◆ Text ◆
Today, I'm sharing a link to some videos our good friend Bob Emiliani has uncovered and posted on his website. Back in November 2001, leaders from Virginia Mason Medical Center visited Wiremold, a manufacturing company whose Lean transformation was covered in Bob's book Better Thinking, Better Results.
Note: the videos are no longer available.
In the intro video, Wiremold CEO at the time, Art Byrne addresses the attendees, which including Dr. Gary Kaplan, then and current CEO of Virginia Mason. Byrne refers to Virginia Mason already having conducted some Rapid Process Improvement Workshops, focusing on what's similar across their industries, as opposed to what is different.
Check out all of the videos, 2 hours and 45 minutes total. Bob's site doesn't allow comments, but you can come back here and talk about it. Thanks to Bob and to Wiremold for sharing. I honestly haven't watched all the videos yet, but I wanted to share the videos… and I'll share notes below, adding to them as I watch more videos. There's a lot to dive into over the weekend.
Art Byrne's Introductory Remarks:
- Art guesses that the “touch time,” or the percentage of time a nurse is actually working with patients is only 10 to 15%. That's actually about 30 to 35% in typical med/surg nursing units and that was the case at Virginia Mason (I know this from previous reading about VMMC). Virginia Mason has reported more than doubling that direct patient contact time, by improving systems and eliminating waste. Either way, I agree with Byrne that it's “ludicrous” to put skilled nurses into an environment where there is so much waste.
- I love how Art says they need to get rid of the “but, but, but, but, but we're different” reaction, whether it's from other types of manufacturers or healthcare people.
- Can you find the “least waste” way of doing things?

◆ Stored records ◆
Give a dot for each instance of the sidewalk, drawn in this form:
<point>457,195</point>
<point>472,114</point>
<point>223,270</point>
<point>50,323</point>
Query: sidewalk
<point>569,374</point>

◆ Work order ◆
According to the text, when did leaders from Virginia Mason Medical Center visit Wiremold?

◆ Completed exercise ◆
In November 2001.